Atividades:
**A)** Explique, com base no texto sobre a Síndrome de Irlen, por que a síndrome tende a impedir crianças e adultos de competir em igualdade de condições com seus pares. Use de uma a três frases.
**B)** Quais diagnósticos equivocados o texto sobre a Síndrome de Irlen menciona como possíveis?

Texto fornecido:
O impacto da Síndrome de Irlen na vida de crianças e adultos tende a impedi-los de competir em igualdade de condições com seus pares, seja na escola ou na vida profissional, uma vez que os sintomas se acentuam em locais lotados ou ruidosos, com excesso de movimentação, iluminação ou odores. São disfunções funcionais tão importantes quanto as físicas, mas que, por serem invisíveis, muitas vezes são negligenciadas pela comunidade – e, não raro, pelos profissionais de saúde.
A Síndrome de Irlen revela crianças e adultos com alta sensibilidade em todos os cinco sentidos, e não apenas na visão – que, aliás, não cabe somente aos olhos. É deles uma parte da responsabilidade na hora de enxergar, mas é o cérebro que completa o trabalho. E que trabalho!
Para entender melhor o universo da Neurovisão, fui conversar com a Dra. Márcia Guimarães – com que palavras eu traduziria esse brilho no olhar dela ao falar do assunto?
O mundo Irlen

Lentes espectrais
Como dá para perceber na conversa, falar sobre visão é abrir um diálogo que parece não terminar nunca. O assunto é tão rico, que escrever sobre ele com a abrangência que ele merece parece impossível. Quase me afoguei na imensidão bonita do tema, que laçou meu coração também por um outro motivo: ele atinge diretamente a autoestima. Por enxergar de uma forma diferente, e não ser capaz de verbalizar essa diferença (até por não entendê-la como tal), a pessoa de Irlen constrói a duras penas uma relação particular com o mundo, usando os recursos que estiverem ao seu alcance para se encaixar. O diagnóstico, quando acontece, vem como uma redenção, que tira das suas costas o peso e a culpa por não corresponder a todas as expectativas.
As características podem ser muito sutis, o que aumenta a possibilidade de diagnósticos equivocados, como dislexia e TDAH – Transtorno de Déficit de Atenção e Hiperatividade. Mas, uma vez diante do diagnóstico correto, a vida de quem sofre da Síndrome de Irlen só tende a melhorar. O uso de óculos com filtros espectrais torna a visão mais confortável, ajudando a corrigir o mal estar provocado pela hipersensibilidade à luz e neutralizando os sintomas. O uso de óculos com filtros espectrais torna a visão mais confortável, ajudando a corrigir o mal estar provocado pela hipersensibilidade à luz e neutralizando os sintomas.
“Olhos veem cores. Só a alma vê o colorido.” (Hilton Rocha)

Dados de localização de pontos
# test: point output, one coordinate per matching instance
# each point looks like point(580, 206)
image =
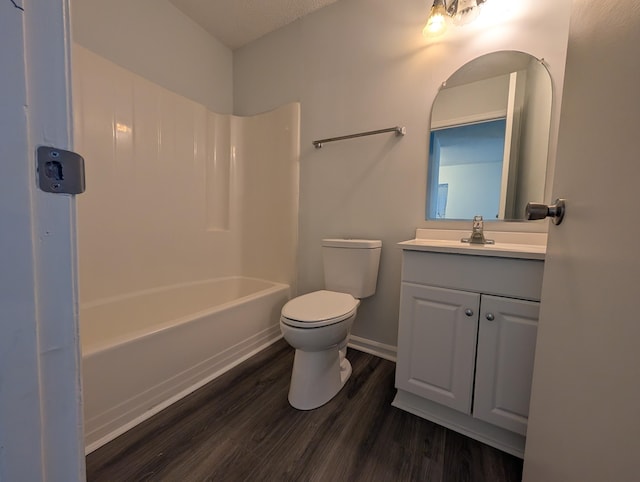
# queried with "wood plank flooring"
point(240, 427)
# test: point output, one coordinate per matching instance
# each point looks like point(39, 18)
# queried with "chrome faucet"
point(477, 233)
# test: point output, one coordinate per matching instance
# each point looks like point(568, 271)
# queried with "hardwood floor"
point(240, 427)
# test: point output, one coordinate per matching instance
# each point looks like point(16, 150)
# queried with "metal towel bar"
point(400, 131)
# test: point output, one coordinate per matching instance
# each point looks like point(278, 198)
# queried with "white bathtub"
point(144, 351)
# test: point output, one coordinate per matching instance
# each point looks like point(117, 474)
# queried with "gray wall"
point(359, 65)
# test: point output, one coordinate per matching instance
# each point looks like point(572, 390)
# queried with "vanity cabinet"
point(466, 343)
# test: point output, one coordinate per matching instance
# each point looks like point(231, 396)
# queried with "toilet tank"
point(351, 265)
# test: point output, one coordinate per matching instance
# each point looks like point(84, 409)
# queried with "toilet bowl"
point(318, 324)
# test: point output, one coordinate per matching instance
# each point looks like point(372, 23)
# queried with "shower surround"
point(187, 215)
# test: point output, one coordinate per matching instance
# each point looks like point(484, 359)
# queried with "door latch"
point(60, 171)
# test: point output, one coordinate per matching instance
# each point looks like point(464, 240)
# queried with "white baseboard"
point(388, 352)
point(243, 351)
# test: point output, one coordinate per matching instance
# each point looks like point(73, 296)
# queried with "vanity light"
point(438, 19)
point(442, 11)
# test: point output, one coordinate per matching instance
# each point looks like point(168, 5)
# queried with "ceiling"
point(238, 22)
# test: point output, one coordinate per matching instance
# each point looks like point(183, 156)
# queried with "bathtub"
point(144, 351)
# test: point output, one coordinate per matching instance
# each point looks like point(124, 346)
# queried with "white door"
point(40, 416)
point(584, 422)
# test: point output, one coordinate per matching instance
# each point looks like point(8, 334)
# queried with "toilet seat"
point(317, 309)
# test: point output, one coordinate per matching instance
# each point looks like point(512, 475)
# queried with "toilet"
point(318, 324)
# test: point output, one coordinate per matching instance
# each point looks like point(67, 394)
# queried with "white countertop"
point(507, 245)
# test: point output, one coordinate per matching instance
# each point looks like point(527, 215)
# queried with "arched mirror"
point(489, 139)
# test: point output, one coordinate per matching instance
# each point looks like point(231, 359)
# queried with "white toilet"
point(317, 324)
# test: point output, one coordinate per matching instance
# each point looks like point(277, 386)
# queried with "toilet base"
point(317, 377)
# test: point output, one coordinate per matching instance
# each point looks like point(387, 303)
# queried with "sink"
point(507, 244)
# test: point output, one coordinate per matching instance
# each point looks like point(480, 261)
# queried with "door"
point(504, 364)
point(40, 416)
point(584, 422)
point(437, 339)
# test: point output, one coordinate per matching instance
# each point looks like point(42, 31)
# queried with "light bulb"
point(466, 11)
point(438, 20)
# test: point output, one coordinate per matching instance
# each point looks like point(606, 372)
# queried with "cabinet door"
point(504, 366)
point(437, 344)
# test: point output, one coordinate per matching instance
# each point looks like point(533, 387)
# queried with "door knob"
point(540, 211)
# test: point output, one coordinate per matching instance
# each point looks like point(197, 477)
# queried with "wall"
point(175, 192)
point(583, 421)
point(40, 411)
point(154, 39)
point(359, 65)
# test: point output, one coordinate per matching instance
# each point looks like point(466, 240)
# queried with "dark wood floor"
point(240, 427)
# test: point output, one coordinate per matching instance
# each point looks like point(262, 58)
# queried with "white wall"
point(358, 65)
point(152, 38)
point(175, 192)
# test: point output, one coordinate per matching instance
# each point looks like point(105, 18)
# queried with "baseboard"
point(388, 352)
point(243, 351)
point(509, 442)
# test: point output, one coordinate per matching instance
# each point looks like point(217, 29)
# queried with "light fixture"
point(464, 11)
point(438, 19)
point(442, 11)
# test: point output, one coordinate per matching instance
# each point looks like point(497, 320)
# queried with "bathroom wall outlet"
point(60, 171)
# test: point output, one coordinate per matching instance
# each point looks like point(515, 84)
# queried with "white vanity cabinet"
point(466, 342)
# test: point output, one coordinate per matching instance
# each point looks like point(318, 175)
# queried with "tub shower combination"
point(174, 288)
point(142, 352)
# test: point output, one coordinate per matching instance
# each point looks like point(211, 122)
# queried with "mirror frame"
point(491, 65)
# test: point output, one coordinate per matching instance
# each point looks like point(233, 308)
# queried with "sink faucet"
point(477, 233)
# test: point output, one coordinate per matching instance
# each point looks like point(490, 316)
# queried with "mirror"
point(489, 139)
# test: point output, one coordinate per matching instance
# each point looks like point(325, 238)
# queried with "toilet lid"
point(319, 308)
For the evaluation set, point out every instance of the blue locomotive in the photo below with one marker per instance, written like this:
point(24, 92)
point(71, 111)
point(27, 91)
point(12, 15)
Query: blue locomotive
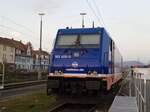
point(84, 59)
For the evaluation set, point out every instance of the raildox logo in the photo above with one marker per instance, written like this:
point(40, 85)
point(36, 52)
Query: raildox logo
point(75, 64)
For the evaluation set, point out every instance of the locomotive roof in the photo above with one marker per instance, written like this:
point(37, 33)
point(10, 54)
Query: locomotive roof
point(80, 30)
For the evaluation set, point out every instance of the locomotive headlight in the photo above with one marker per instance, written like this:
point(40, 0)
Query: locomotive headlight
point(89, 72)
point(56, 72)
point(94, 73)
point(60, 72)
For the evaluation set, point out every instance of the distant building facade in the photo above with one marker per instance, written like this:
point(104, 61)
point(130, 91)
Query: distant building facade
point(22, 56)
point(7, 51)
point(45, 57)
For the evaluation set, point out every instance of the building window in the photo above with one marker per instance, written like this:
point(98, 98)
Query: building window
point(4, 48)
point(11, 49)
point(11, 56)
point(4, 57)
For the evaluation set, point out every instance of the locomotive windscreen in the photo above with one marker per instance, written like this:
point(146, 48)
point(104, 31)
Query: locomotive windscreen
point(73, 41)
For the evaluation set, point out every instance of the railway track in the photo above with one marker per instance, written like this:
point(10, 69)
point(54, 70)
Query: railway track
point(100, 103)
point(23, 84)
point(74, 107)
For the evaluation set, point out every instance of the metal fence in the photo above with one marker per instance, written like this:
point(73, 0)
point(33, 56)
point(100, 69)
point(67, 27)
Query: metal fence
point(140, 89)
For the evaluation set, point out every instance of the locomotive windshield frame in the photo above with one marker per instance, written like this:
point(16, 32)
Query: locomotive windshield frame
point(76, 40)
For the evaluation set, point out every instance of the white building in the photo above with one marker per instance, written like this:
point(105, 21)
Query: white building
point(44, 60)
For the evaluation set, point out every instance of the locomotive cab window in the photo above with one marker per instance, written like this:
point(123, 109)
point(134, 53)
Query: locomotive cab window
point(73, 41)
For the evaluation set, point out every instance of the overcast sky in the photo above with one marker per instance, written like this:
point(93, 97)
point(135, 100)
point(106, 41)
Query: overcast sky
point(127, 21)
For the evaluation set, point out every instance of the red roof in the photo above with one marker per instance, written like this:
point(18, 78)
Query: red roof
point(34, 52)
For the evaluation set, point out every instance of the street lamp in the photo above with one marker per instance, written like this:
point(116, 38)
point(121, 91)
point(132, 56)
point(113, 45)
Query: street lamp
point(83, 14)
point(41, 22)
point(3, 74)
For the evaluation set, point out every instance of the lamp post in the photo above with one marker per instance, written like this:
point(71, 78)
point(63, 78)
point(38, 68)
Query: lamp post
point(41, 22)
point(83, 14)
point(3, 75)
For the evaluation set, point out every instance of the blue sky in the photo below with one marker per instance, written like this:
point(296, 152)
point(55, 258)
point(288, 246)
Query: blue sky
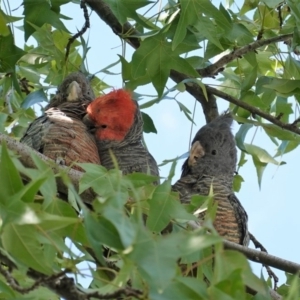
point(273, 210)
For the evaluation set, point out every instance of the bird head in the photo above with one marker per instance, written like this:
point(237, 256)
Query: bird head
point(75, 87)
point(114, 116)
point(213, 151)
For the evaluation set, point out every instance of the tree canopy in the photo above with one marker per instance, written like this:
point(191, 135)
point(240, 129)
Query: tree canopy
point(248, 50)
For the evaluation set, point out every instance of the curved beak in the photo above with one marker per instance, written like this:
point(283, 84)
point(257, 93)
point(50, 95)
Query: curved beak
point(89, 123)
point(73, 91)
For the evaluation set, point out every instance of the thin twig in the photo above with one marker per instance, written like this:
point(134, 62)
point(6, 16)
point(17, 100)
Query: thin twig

Respostas por tarefa:
**A)** Os sintomas se acentuam em locais lotados ou ruidosos, com excesso de movimentação, iluminação ou odores. Isso prejudica quem tem a síndrome tanto na escola quanto na vida profissional.

**B)** Dislexia e TDAH (Transtorno de Déficit de Atenção e Hiperatividade).